Work required
Each line should be copied exactly.

===== Records for the task =====

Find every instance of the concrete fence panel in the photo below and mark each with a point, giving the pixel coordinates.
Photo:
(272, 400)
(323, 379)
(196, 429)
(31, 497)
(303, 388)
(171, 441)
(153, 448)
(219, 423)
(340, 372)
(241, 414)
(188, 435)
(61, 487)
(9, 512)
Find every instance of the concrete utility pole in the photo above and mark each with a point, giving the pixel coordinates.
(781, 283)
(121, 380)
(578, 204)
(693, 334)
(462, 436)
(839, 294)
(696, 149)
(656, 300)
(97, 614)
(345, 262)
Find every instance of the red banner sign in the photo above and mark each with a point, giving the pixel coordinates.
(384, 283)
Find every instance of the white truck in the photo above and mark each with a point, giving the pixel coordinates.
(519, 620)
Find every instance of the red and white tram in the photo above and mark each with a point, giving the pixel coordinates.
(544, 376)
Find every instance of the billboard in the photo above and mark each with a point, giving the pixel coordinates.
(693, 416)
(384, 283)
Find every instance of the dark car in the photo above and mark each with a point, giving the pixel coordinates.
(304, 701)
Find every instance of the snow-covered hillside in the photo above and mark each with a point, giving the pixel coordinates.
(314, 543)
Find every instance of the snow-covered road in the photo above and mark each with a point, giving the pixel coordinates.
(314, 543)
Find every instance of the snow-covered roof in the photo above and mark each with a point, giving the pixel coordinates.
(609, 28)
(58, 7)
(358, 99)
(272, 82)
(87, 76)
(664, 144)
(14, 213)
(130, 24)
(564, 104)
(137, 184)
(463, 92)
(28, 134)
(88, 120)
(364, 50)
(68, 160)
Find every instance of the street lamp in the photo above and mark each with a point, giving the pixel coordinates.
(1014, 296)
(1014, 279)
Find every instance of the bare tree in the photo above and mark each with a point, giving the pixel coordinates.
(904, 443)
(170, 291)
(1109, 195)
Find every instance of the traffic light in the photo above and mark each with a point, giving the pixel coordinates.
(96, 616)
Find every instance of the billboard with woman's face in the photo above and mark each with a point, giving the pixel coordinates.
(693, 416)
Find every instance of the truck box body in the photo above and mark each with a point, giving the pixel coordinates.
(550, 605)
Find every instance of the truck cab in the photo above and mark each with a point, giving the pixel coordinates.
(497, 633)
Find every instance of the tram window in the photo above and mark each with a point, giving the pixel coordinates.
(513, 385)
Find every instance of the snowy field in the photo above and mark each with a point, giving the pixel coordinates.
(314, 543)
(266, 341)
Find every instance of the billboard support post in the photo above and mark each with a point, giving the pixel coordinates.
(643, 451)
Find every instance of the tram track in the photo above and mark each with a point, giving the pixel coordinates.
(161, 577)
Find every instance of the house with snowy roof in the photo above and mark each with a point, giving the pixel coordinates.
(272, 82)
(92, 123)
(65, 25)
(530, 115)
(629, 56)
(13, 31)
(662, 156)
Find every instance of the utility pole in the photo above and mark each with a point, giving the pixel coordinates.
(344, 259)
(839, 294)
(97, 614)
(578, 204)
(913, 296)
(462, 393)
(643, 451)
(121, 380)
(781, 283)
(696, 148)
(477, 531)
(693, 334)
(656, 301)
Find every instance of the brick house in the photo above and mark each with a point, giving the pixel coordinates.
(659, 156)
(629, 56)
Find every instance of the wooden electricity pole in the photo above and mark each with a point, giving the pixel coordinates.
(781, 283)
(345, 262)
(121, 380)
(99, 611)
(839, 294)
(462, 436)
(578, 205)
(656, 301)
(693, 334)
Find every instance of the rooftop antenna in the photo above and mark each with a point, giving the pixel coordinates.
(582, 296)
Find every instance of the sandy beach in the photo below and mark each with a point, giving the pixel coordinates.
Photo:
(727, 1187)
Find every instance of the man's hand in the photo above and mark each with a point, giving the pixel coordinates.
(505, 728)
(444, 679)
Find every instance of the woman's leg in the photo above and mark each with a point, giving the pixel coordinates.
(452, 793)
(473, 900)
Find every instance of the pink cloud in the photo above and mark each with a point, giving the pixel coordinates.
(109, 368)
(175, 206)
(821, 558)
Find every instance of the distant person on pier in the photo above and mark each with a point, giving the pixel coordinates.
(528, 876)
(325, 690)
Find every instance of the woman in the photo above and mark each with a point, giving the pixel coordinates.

=====

Right answer
Find every instance of the concrete fence panel in the photo below and mark each with a point, giving the pixel coordinates.
Photo:
(272, 400)
(323, 379)
(196, 429)
(31, 497)
(303, 388)
(171, 441)
(153, 448)
(219, 423)
(340, 372)
(241, 414)
(188, 435)
(61, 487)
(9, 512)
Find every instance of the concrete utility pole in the photo above and mark each with a point, giving the pixel coordinates.
(781, 283)
(121, 380)
(578, 204)
(693, 334)
(462, 436)
(839, 294)
(696, 149)
(656, 300)
(97, 614)
(345, 262)
Find every instance of the red banner sign in the photo above and mark each with a point, giving the pixel coordinates.
(384, 283)
Find every instance of the white truck in the photo above and mark each with a point, giving the pixel coordinates.
(519, 620)
Find every instance of the red and white tram in the photo above and mark each with a point, giving the pixel coordinates.
(544, 376)
Find every instance of the billboard in the photo above and mark each with a point, giving the pixel coordinates.
(693, 416)
(384, 283)
Find every instance of the dark car in the photo above and mark each with a point, giving the pixel coordinates.
(304, 701)
Find every instance of the snow-covered hillside in the photo above and mark each with a point, giving the pixel coordinates.
(314, 543)
Find every instance of the snow-covered road in the photo above and mark each with a point, giving the pixel coordinates.
(314, 543)
Find every instance of the snow-covered roof in the photo above and mark each with a point, giving the pixel coordinates.
(609, 28)
(58, 7)
(358, 99)
(272, 82)
(87, 76)
(664, 144)
(14, 213)
(130, 24)
(564, 104)
(137, 184)
(463, 92)
(28, 134)
(88, 120)
(364, 50)
(68, 160)
Find every instance of the street lamp in the photo above and mark each with a point, giving the pixel coordinates.
(1014, 296)
(1014, 279)
Find every instance of the bare tree in the photo above and mark each with a point, giving the pixel coordinates.
(904, 443)
(170, 291)
(1109, 195)
Find every instance of the traffic light in the photo above and mark each with a point, giving the pixel coordinates.
(96, 616)
Find every instance of the billboard with woman's face in the photo above and mark each with a point, giving the pixel coordinates.
(693, 416)
Find every instance of the truck box body in the photo above and mark each with a point, giving the pixel coordinates.
(550, 605)
Find every instance of the truck cab in the photo above and mark each with a point, giving the pixel coordinates.
(497, 633)
Find every instance of the tram window in the photo above and mark each with a point, giving the pixel coordinates.
(513, 385)
Find every instance of the snowy field in the photo above and mark each with a point, giving the pixel coordinates.
(314, 543)
(266, 341)
Find every instance of the billboard support post in the photo above and mark each with a point, giving the pixel coordinates.
(643, 451)
Find every instance of the tram track in the photo above and mark each with a point, giving the pixel coordinates.
(161, 577)
Find every instance of the house with snowy roof in the photo above and mark each with a point, giving the pixel coordinates.
(272, 82)
(92, 123)
(65, 25)
(530, 115)
(629, 56)
(13, 31)
(662, 156)
Find every instance of the utility pole in the photo above and mark each with a point, giving the pixel coordinates.
(344, 259)
(839, 294)
(97, 614)
(578, 204)
(913, 296)
(462, 393)
(643, 451)
(121, 380)
(781, 283)
(696, 148)
(477, 531)
(693, 334)
(656, 301)
Find every instance of the brick house in the photo above and mark each with a point, giving the pixel coordinates.
(659, 156)
(629, 56)
Find every instance of the wooden electricity pole in the photo above and mark each with a point, giving the pixel coordinates.
(781, 283)
(345, 262)
(121, 380)
(99, 611)
(839, 294)
(462, 436)
(578, 205)
(656, 301)
(693, 334)
Find every instance of the rooftop antenna in the photo above and mark each with a point, giving the pixel coordinates.
(582, 296)
Find every instance of the sandy beach in the photo below and mark each with a point, giving the pixel coordinates.
Photo:
(727, 1187)
Find every instance of the man's hand in the photo above and mark each with a point, giving the pixel coordinates.
(505, 728)
(444, 679)
Find every instance of the woman's leg in the photo above and mark each with a point, giving the pixel coordinates.
(452, 793)
(473, 900)
Find every instance of the pink cloud in the photo above and mark each with a point, giving the pixel coordinates.
(109, 368)
(175, 206)
(821, 558)
Find every instance of the distant person on pier in the photo above and mark each with a point, giving the pixel coordinates.
(528, 876)
(325, 690)
Find every instance of the woman in the photo above and mark each with a point, giving the pixel coordinates.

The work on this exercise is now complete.